─── Exercise materials

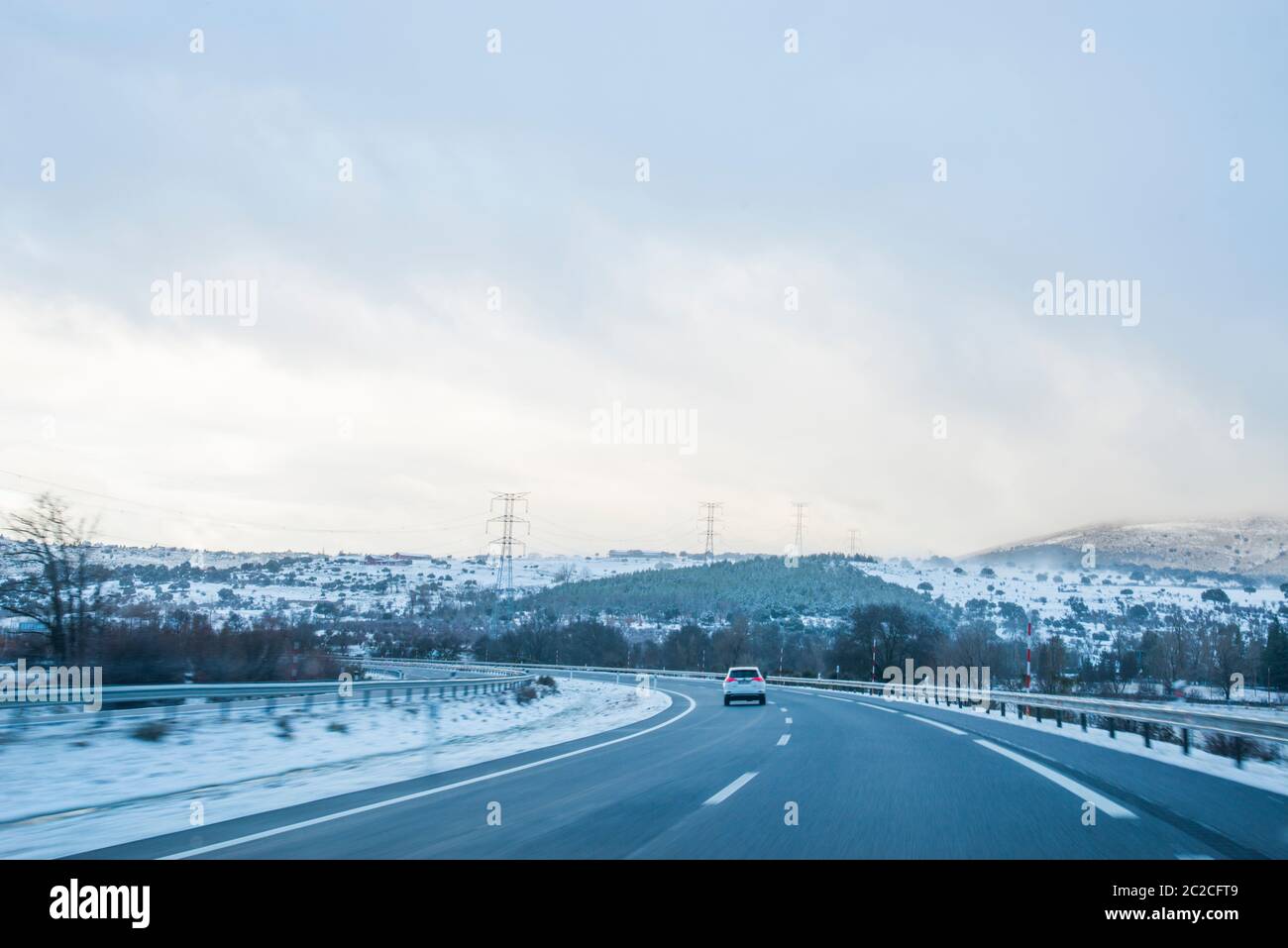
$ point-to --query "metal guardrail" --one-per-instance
(125, 694)
(1171, 715)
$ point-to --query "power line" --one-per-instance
(800, 527)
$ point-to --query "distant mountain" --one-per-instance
(1252, 546)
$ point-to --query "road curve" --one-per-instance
(806, 776)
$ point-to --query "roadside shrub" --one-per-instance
(151, 730)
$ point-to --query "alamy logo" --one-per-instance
(58, 685)
(73, 900)
(232, 298)
(922, 683)
(1063, 296)
(622, 425)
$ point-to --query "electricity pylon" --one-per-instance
(708, 519)
(800, 527)
(505, 544)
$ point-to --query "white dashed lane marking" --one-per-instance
(1103, 804)
(730, 790)
(935, 724)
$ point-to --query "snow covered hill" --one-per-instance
(1253, 546)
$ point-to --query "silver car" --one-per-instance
(745, 685)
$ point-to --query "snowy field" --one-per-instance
(1048, 591)
(95, 781)
(361, 583)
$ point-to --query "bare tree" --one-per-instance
(48, 575)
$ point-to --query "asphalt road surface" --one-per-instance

──────

Task goal>
Rewrite the listing above with every "point-to" changed to "locate" and nothing else altered, leaving out the pictures.

Response for this exercise>
$ locate --query "metal guardrail" --one-per-instance
(125, 694)
(1171, 715)
$ locate --query "power line" --one-per-instance
(800, 527)
$ locate --query "distant mountain" --one-per-instance
(1252, 546)
$ locate --query "road curve" --one-per-instance
(806, 776)
$ locate --query "roadside shrub" --one-per-instance
(151, 730)
$ locate --query "alamy logo" --one-per-instance
(58, 685)
(73, 900)
(232, 298)
(922, 683)
(1063, 296)
(622, 425)
$ locate --query "electricity pylon" --one-per-instance
(708, 519)
(800, 527)
(505, 544)
$ locate --query "white dashed lane marking" --one-per-instance
(1103, 804)
(730, 790)
(935, 724)
$ locate --query "snow covered hill" --one-per-instance
(1253, 546)
$ locate --query "silver car" --one-per-instance
(745, 685)
$ locate --query "snowy field" --one-per-instance
(1048, 591)
(95, 781)
(361, 583)
$ locate --query "bare tree" --one-per-instance
(48, 575)
$ locate --query "asphalt road surface" --one-per-instance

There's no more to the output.